Take each line of the data that contains the string "patterned" and copy it.
+++++
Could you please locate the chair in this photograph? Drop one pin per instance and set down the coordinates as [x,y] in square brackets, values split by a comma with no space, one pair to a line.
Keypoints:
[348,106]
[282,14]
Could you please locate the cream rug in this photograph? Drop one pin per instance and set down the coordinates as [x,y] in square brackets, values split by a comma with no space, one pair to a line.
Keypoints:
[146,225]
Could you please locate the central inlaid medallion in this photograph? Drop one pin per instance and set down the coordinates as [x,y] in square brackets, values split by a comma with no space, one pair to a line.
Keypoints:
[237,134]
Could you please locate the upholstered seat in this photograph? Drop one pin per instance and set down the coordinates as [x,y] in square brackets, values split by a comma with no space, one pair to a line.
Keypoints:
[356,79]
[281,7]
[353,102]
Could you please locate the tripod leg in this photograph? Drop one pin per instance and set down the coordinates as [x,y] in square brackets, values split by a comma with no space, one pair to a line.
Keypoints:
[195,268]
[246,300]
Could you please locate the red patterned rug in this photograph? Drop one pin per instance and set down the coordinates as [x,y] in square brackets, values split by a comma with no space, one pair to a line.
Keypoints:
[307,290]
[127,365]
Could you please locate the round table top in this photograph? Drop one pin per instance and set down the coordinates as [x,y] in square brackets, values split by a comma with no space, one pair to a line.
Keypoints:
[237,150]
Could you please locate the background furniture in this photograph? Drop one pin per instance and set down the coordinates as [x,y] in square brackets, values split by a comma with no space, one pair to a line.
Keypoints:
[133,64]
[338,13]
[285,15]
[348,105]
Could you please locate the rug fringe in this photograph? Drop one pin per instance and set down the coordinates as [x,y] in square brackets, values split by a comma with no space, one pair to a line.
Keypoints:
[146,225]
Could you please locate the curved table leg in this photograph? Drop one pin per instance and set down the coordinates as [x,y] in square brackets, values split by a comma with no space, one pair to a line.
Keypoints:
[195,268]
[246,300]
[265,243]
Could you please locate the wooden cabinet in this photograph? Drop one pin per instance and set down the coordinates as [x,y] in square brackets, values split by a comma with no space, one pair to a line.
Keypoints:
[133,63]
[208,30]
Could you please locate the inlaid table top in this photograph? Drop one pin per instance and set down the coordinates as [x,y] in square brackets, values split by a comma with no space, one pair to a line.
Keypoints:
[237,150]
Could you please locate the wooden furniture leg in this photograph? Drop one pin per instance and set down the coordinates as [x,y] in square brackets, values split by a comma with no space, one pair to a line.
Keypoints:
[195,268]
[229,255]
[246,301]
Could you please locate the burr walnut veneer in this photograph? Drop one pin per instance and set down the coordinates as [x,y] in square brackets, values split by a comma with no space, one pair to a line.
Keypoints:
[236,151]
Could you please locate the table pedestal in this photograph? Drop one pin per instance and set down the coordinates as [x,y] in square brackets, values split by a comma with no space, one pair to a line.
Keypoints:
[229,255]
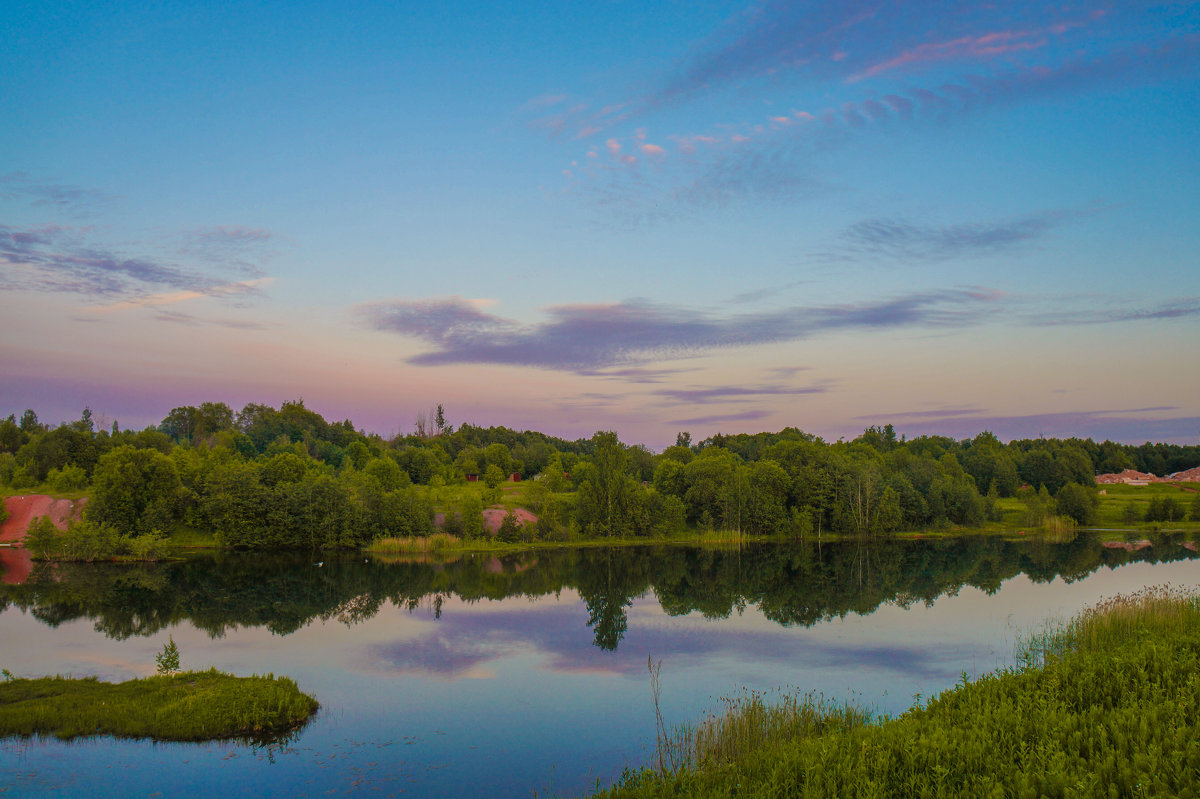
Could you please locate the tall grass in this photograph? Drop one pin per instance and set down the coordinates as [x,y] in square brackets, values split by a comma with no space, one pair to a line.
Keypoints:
[409,544]
[1159,612]
[1107,704]
[190,706]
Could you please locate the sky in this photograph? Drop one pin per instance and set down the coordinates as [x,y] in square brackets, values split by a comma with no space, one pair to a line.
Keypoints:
[646,217]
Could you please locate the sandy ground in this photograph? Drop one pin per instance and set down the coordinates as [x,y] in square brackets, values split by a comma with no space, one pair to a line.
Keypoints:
[493,516]
[22,511]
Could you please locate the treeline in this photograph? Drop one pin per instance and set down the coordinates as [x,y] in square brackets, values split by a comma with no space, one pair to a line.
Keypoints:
[271,478]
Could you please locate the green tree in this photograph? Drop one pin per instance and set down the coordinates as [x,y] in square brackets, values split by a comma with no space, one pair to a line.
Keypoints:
[492,475]
[168,659]
[1078,502]
[604,496]
[136,491]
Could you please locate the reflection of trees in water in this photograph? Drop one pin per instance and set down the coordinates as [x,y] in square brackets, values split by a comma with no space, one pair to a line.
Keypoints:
[792,583]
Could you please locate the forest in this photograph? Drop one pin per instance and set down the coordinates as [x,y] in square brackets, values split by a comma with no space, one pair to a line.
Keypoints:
[286,478]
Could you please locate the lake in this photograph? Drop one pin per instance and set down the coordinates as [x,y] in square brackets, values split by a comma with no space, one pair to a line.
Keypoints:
[527,674]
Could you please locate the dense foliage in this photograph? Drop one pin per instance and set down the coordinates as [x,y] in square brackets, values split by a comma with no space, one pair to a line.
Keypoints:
[269,478]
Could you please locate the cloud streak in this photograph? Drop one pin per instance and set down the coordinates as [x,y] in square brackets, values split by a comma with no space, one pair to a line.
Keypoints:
[910,241]
[861,59]
[42,193]
[736,392]
[588,337]
[54,258]
[1133,425]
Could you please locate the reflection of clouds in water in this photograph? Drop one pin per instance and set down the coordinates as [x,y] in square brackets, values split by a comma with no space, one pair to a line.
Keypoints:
[461,644]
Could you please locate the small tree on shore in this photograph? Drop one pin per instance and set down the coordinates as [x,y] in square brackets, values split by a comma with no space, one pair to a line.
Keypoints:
[168,659]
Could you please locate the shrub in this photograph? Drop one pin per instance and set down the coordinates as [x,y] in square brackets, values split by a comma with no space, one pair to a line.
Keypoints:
[1078,503]
[511,529]
[70,478]
[42,539]
[168,659]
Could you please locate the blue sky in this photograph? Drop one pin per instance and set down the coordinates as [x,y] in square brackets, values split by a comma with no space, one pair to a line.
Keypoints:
[643,217]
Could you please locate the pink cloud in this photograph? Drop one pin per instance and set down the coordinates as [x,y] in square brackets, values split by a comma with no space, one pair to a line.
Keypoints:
[967,47]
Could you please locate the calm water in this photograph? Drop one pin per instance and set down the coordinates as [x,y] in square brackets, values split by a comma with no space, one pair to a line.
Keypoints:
[528,673]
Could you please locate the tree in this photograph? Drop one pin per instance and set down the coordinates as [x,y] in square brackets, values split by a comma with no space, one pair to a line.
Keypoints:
[492,475]
[1078,503]
[136,491]
[168,659]
[604,496]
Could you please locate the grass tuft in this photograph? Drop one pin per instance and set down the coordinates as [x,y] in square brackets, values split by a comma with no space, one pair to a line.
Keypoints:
[1107,704]
[189,706]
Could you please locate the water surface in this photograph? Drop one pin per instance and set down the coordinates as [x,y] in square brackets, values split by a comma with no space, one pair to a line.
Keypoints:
[528,673]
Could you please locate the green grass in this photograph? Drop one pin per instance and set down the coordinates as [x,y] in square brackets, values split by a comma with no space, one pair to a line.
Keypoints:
[409,544]
[1113,503]
[192,706]
[1107,704]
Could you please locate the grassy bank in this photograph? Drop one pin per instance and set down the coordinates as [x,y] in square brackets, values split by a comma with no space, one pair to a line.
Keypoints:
[191,706]
[1104,706]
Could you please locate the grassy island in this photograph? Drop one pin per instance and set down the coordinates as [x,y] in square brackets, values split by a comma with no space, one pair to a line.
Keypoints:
[189,706]
[1104,706]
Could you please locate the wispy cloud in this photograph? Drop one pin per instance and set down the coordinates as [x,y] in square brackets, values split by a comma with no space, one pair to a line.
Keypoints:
[64,258]
[155,300]
[745,415]
[45,193]
[736,392]
[861,58]
[1133,425]
[178,317]
[589,337]
[636,374]
[1119,310]
[911,241]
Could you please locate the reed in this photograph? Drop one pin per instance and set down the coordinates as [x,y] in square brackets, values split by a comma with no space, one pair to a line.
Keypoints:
[189,706]
[408,544]
[1107,704]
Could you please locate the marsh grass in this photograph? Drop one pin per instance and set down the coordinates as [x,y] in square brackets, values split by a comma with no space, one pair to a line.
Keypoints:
[1105,704]
[189,706]
[1059,529]
[1161,612]
[415,544]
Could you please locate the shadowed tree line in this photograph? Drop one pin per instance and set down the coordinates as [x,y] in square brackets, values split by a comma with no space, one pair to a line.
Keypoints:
[286,478]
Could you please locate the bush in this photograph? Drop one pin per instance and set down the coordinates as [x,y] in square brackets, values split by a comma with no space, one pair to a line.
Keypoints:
[1164,509]
[511,529]
[42,539]
[150,546]
[70,478]
[1078,503]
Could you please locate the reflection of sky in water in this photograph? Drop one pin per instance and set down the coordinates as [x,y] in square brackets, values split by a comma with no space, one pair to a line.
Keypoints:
[507,697]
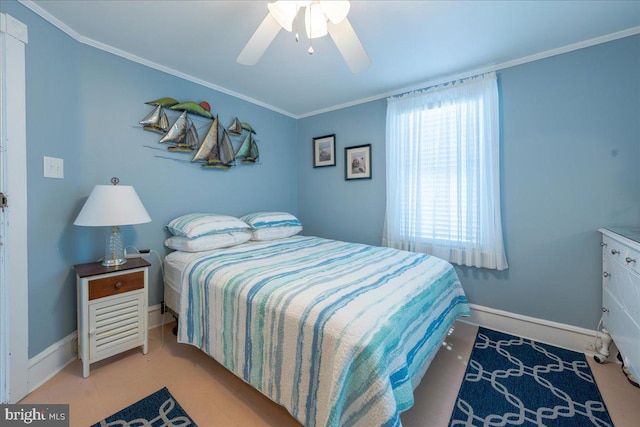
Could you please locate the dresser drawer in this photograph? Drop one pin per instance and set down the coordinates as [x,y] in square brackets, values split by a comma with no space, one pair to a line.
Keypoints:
[623,285]
[114,285]
[632,260]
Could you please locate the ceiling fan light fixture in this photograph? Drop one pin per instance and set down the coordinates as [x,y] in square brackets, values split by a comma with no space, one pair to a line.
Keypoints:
[284,12]
[336,11]
[315,21]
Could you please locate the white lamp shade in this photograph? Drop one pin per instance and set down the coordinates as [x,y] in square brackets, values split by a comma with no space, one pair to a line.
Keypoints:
[110,205]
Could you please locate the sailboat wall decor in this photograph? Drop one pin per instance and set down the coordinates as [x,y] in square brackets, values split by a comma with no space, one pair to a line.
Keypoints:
[216,150]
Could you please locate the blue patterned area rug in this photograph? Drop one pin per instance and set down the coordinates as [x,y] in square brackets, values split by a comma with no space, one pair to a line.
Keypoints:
[516,381]
[159,409]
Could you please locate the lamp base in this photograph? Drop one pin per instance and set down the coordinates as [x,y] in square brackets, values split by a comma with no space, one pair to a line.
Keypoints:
[114,253]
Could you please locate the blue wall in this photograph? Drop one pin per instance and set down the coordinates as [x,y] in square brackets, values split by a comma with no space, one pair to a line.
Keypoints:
[328,205]
[84,105]
[570,152]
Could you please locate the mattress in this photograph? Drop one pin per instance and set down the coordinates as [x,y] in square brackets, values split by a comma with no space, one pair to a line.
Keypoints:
[337,333]
[173,265]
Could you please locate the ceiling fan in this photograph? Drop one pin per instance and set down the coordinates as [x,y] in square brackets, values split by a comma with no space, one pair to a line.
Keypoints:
[320,18]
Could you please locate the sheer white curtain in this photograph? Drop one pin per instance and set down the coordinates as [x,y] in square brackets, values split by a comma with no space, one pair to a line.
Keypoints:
[443,189]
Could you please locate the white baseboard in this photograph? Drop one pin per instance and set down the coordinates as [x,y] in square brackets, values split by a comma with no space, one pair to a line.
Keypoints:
[559,334]
[54,359]
[57,356]
[51,361]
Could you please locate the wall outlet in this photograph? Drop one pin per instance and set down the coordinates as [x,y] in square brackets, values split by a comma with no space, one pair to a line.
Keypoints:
[53,167]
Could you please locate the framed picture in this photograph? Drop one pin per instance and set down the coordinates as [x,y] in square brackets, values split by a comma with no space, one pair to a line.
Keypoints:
[324,151]
[357,162]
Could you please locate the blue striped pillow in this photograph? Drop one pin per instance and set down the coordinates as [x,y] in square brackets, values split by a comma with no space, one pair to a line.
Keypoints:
[270,219]
[199,224]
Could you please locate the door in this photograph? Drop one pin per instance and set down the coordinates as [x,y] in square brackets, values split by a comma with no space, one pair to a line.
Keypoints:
[14,330]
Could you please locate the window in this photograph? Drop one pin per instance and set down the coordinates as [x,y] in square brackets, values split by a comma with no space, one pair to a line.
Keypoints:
[443,195]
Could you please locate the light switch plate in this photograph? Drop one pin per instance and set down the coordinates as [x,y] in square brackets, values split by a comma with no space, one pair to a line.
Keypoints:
[53,167]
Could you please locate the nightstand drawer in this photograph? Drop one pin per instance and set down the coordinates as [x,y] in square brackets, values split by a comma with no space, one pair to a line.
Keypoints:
[114,285]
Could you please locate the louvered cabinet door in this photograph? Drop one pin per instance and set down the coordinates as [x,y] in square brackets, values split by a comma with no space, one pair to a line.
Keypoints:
[116,325]
[112,310]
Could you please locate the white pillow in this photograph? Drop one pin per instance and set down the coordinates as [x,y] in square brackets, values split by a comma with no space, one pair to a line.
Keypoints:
[274,233]
[270,219]
[207,242]
[199,224]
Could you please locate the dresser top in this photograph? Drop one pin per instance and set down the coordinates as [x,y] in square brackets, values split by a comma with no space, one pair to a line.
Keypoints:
[96,268]
[631,233]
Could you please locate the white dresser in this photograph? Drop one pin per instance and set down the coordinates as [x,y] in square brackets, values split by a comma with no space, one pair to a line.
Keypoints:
[621,292]
[112,309]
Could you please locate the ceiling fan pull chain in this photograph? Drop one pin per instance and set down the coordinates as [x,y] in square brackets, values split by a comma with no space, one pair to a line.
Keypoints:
[310,51]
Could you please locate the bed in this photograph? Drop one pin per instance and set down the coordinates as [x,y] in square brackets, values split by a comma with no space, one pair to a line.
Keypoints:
[338,333]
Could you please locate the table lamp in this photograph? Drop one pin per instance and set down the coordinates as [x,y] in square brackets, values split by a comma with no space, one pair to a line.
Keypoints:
[111,206]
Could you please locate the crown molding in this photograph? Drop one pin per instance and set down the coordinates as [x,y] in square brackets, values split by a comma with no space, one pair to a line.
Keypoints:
[425,84]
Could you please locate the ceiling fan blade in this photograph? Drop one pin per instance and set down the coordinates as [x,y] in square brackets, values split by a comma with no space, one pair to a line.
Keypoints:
[260,41]
[349,45]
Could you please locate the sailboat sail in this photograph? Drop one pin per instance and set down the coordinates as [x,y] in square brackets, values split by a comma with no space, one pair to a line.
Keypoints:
[209,143]
[183,133]
[156,121]
[223,155]
[235,128]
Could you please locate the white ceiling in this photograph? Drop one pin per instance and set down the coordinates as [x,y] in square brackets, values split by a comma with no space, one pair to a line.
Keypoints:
[410,43]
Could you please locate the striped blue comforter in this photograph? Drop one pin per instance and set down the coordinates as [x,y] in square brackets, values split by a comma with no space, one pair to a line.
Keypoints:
[338,333]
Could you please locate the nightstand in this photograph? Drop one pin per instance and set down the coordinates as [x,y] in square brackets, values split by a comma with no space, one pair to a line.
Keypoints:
[112,309]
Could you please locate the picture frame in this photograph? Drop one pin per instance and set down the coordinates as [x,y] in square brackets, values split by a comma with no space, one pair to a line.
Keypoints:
[324,151]
[357,162]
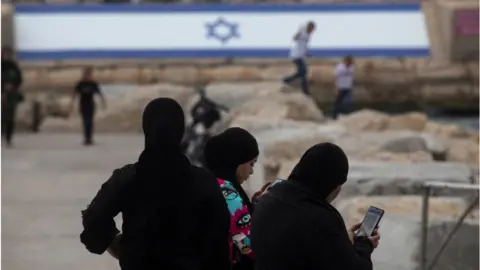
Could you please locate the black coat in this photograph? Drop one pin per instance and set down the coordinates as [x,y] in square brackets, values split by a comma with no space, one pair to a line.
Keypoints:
[11,73]
[196,238]
[293,229]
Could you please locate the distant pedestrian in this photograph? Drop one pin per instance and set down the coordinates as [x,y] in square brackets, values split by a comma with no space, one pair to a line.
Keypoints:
[11,97]
[87,88]
[344,73]
[298,53]
[11,73]
[295,226]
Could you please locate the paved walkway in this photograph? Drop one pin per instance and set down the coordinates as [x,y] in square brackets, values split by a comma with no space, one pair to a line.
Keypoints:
[46,181]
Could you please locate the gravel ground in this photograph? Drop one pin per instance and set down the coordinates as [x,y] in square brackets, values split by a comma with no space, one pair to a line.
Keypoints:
[46,181]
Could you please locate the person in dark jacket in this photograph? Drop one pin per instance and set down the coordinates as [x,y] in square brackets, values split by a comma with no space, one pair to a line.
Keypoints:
[87,88]
[231,156]
[295,226]
[11,98]
[174,215]
[11,73]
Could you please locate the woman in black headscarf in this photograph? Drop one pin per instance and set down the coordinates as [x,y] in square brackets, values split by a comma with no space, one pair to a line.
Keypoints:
[296,227]
[174,216]
[152,219]
[231,156]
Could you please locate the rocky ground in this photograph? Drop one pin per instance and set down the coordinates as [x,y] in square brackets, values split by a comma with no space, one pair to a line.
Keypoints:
[390,156]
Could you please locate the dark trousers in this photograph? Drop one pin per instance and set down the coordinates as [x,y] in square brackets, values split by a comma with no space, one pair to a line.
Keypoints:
[87,113]
[342,102]
[8,127]
[301,73]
+++++
## [Answer box]
Could you please locate the red patterned rug in this photograph? Drop one pin per instance and set down the coordinates as [x,y] in square brackets, values split by a comma with no space, one pair to a line.
Could you please locate the blue patterned area rug in this photograph? Drop one pin per instance and set down the coordinates as [x,y] in square brackets, values split by a comma with no space, one pair to a line.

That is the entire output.